§ Source document
This page documents an RTOS demo application for the ARM Cortex-M4F based CEC1302 microcontroller from Microchip. Pre-configured projects are provided for the following compiler and tool combinations:
  • Keil uVision, using the ARM compiler
  • Keil uVision, using the GCC compiler
  • mikroC Pro for ARM

The project can be configured to create either a simple blinky style project that demonstrates how power can be saved by using the RTOS's tickless idle feature, or a more comprehensive test and demo application that tests the port's integrity and demonstrates many RTOS features.



IMPORTANT! Notes on using the FreeRTOS CEC1302 demo project

Please read all the following points before using this RTOS port.

  1. Source Code Organisation
  2. The Demo Application
  3. RTOS Configuration and Usage Details
See also the FAQ My application does not run, what could be wrong?, noting in particular the recommendation to develop with configASSERT() defined in FreeRTOSConfig.h.



Source Code Organisation

The FreeRTOS zip file contains the source files for all the FreeRTOS ports, and all the demo applications. Only a few of these files are needed by this project. See the Source Code Organization section for a description of the downloaded files and information on creating a new project.

§ Records
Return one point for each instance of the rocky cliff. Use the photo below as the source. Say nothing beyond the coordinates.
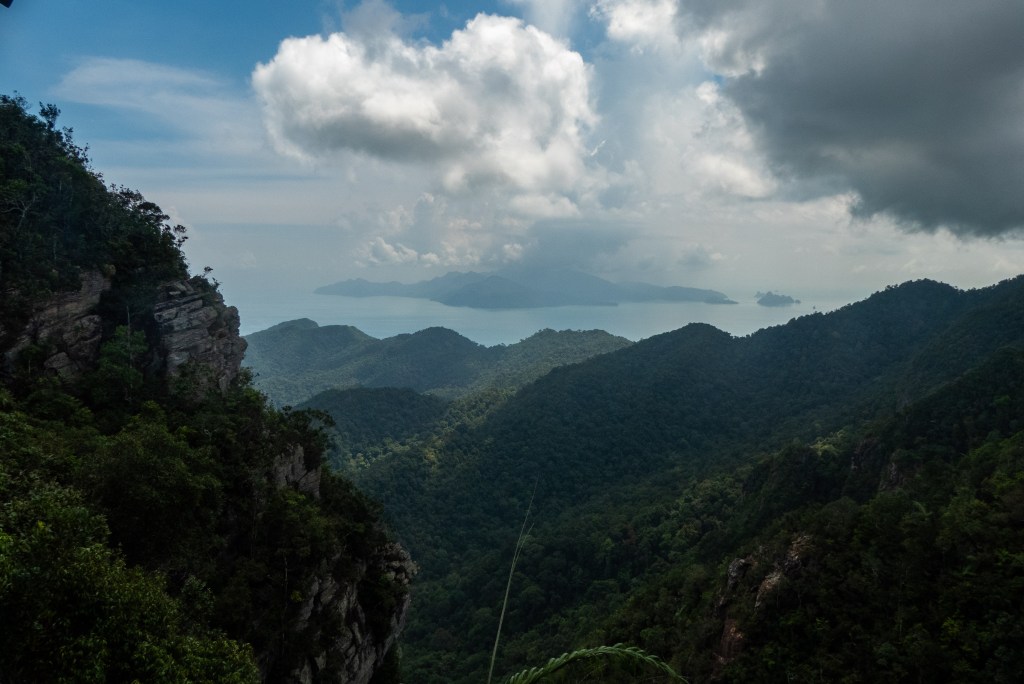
(196, 334)
(346, 644)
(194, 346)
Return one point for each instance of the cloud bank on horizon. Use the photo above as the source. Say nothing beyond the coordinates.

§ Stated problem 1
For each statement, say yes or no on whether it agrees with the FreeRTOS CEC1302 demo page, and quote the page's deciding words. (a) One pre-configured project uses Keil uVision with the GCC compiler. (b) The simple blinky style project tests the port's integrity. (c) This project needs every file in the FreeRTOS zip file.
§ Stated problem 2
Please reproduce, word for word, the passage of the FreeRTOS CEC1302 demo page starting at "The FreeRTOS zip" and ending at "a new project.".

§ Full answer 1
(a) Yes: "Keil uVision, using the GCC compiler"
(b) No: "a simple blinky style project that demonstrates how power can be saved by using the RTOS's tickless idle feature"
(c) No: "Only a few of these files are needed by this project."

§ Full answer 2
The FreeRTOS zip file contains the source files for all the FreeRTOS ports, and all the demo applications. Only a few of these files are needed by this project. See the Source Code Organization section for a description of the downloaded files and information on creating a new project.